> _Page text_
__________

Wikigacha, also known as Wikipedia Gacha, is an online gacha trading card game by the Japanese developer Harusugi. It allows players to collect trading cards adapted from articles on Wikipedia, and use them in battle. The game was received positively by players and critics, who highlighted the combination of card collecting with Wikipedia's variety of articles.

==Gameplay==
Wikigacha is an online gacha trading card game. The player is able to open packs that grant them multiple cards. Each card is based on an article from an edition of Wikipedia corresponding to the language the game is played in, such as English Wikipedia or Japanese Wikipedia. Each card has an attack (ATK), defense (DEF), and rarity values, which are determined by that article's Wikipedia statistics. Rarity is determined by the article's quality assessment ranking, attack is based on how many pageviews the article receives multiplied by its rarity, and defense is based on how long the article is. Rarer cards are given flavor text; the text is not from Wikipedia and is generated by a large language model. For every ten packs the player opens, they are given a special gold pack which guarantees them cards with higher rarities. Clicking a card also redirects the player to the associated article.

The player is also able to compete in battles, either against random opponents or a daily "Raid Battle" against a specific rare card; once completed, the player will be given a "raid coin" marked with the first letter of the Wikipedia article they defeated. Against other players, they can either do a one card battle, or assemble a deck of five. Raid Battles are fought with a ten card deck.

==Release and reception==
Wikigacha is developed by Japanese developer Harusugi, released on February 24, 2026. Shortly after release, the game went viral in Japan, with players showcasing their card collections of articles they felt were random or amusing; the influx of players resulted in temporary server issues. A "Story Mode" for the game will be added at a later date.

Jamie Hore of PCGamesN called Wikigacha his favorite game of 2026, highlighting its addictive nature and the absurdity of certain Wikipedia articles as contributing to its enjoyment. He said that no other game released in 2026 had been able to "make [him] laugh like this". However, he felt that the game could have used more "sophisticated" visuals and battle systems. Anthony McGlynn of GamesRadar+ likened it to Wikipedia's "random article" button, calling it a timesink that benefited from Wikipedia's article variety, and believing that players could learn about new subjects by playing the game and collecting cards. 4Gamer.net praised the concept of collecting articles, believing that all players would be able to find cards on subjects that appealed to them. However, they felt that the content of the game itself, when putting aside Wikipedia's articles, was lacking.

__________

> _Records shown_
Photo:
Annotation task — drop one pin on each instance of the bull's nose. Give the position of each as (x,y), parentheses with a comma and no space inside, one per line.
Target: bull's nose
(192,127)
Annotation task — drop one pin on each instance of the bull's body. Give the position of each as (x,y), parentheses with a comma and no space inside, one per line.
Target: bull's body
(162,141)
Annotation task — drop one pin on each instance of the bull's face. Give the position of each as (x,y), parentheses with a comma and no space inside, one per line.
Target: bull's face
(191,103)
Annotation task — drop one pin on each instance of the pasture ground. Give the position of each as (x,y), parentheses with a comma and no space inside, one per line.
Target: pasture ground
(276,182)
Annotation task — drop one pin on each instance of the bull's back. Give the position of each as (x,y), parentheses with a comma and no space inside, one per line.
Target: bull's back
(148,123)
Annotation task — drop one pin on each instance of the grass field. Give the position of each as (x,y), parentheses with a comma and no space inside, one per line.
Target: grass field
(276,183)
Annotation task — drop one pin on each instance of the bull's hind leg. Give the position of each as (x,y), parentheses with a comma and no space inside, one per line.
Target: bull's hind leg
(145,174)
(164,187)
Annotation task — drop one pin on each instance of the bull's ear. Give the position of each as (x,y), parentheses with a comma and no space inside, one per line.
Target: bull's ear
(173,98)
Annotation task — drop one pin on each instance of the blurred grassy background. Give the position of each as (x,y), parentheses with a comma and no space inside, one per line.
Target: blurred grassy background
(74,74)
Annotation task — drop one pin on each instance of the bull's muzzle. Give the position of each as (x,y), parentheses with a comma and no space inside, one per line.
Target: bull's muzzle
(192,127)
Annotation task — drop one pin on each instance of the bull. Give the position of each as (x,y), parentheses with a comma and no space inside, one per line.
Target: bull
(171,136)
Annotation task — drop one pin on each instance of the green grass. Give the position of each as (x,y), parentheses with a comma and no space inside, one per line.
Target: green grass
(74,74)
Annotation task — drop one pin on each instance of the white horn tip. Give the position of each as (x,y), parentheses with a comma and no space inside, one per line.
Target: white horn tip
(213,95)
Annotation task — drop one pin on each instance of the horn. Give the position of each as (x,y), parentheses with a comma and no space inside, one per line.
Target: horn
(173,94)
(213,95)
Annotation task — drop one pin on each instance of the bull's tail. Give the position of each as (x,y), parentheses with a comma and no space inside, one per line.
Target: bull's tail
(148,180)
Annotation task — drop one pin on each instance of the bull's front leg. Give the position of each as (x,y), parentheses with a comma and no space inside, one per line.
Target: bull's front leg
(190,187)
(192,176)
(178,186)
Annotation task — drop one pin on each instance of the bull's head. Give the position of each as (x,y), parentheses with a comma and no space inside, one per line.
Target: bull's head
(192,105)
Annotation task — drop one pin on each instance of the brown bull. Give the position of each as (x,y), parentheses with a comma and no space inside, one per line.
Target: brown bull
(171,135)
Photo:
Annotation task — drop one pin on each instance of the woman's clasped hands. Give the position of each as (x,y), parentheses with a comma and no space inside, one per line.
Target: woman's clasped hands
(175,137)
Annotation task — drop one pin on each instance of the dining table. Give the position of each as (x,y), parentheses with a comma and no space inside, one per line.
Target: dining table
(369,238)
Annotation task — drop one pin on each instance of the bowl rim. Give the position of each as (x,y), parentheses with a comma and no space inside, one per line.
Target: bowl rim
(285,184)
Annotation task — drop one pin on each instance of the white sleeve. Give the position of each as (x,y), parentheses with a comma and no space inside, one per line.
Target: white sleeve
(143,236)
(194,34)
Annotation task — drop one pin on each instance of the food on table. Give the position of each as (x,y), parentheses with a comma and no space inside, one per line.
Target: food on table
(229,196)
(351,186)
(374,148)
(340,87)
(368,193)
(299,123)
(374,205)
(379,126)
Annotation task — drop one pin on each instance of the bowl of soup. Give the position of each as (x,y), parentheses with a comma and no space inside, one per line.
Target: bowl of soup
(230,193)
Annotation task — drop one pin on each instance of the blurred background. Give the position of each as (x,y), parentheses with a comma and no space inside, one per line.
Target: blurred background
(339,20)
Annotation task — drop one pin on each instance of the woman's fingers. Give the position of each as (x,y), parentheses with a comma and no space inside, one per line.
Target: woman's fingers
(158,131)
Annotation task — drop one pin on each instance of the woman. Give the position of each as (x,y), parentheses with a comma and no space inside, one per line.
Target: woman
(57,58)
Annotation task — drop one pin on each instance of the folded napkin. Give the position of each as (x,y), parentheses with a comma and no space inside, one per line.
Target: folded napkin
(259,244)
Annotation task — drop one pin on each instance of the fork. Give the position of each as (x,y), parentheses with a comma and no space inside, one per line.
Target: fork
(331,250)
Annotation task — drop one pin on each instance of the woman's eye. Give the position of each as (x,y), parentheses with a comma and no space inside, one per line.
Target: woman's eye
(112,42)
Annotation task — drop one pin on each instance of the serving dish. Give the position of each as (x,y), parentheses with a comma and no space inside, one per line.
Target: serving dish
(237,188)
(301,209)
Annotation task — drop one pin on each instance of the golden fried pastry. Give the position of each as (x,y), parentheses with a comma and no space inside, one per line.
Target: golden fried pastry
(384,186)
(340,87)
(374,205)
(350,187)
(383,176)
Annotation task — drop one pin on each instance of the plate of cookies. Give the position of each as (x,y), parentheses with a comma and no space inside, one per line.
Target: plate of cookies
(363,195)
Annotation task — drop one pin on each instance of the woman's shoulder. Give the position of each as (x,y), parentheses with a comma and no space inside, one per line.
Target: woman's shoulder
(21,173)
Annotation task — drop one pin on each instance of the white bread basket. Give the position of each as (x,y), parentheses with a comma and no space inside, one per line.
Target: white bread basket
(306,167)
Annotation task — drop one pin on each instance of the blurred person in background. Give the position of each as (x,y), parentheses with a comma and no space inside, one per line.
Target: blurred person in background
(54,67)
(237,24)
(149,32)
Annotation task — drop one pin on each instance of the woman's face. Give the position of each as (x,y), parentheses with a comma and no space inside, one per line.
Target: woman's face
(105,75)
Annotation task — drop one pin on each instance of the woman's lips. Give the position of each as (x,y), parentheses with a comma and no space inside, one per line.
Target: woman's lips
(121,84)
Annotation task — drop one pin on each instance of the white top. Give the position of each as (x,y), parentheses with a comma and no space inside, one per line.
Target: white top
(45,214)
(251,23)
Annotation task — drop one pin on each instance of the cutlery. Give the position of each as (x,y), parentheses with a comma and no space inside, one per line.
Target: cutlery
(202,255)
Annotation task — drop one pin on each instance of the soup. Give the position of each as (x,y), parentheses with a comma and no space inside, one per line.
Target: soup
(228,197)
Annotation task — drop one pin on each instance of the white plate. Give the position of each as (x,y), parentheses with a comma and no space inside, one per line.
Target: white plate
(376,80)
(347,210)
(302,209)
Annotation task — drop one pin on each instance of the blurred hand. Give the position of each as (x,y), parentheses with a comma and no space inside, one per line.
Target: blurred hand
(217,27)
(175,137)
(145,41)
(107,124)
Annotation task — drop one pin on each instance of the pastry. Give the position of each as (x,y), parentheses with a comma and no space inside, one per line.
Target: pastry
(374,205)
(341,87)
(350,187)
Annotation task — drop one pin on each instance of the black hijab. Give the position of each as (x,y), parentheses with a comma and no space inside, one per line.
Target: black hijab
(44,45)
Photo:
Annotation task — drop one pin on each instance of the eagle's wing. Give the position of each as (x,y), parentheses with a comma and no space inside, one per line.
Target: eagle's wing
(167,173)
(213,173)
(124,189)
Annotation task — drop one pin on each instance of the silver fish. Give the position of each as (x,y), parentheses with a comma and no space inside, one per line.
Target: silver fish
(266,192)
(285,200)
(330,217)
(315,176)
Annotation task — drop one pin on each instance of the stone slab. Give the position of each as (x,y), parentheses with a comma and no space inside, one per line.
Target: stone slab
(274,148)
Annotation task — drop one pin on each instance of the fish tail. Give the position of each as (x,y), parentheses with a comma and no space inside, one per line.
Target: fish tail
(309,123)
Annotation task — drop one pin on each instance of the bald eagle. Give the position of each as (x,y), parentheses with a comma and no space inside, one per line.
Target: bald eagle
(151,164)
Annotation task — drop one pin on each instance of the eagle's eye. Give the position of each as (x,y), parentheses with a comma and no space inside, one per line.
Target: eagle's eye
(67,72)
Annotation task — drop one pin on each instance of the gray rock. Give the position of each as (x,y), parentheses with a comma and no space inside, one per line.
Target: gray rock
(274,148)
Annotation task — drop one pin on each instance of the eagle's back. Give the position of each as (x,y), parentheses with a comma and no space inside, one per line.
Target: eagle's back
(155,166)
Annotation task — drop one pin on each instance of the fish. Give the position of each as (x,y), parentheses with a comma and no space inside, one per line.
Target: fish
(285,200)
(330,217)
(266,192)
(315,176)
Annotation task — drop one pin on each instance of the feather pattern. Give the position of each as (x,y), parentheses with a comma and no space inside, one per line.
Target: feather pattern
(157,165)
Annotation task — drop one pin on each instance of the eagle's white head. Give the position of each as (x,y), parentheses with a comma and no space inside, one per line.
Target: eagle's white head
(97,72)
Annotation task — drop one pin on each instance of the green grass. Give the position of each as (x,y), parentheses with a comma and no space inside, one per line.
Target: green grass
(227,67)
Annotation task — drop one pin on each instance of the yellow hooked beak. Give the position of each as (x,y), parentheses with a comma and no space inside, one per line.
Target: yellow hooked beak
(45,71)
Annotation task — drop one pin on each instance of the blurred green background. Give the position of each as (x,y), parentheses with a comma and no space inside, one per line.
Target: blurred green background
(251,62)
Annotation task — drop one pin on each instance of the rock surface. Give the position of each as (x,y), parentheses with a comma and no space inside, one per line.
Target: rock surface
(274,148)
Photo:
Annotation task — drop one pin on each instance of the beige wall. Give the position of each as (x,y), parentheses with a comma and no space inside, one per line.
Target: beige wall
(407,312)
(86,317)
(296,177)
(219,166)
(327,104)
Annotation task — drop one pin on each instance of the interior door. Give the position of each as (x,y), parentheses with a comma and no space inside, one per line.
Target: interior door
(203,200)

__________

> _Directions_
1: Please answer these questions from the text about Wikigacha:
(a) What is a card's defense value based on?
(b) How many cards make up the deck used in Raid Battles?
(c) Who called Wikigacha his favorite game of 2026, and for which publication does he write?
2: Retype the part of the text about Wikigacha that opens with the words containing "The player is also" and closes with "a later date.".

> _List of answers_
1:
(a) How long the article is.
(b) Ten cards.
(c) Jamie Hore, of PCGamesN.

2:
The player is also able to compete in battles, either against random opponents or a daily "Raid Battle" against a specific rare card; once completed, the player will be given a "raid coin" marked with the first letter of the Wikipedia article they defeated. Against other players, they can either do a one card battle, or assemble a deck of five. Raid Battles are fought with a ten card deck.

==Release and reception==
Wikigacha is developed by Japanese developer Harusugi, released on February 24, 2026. Shortly after release, the game went viral in Japan, with players showcasing their card collections of articles they felt were random or amusing; the influx of players resulted in temporary server issues. A "Story Mode" for the game will be added at a later date.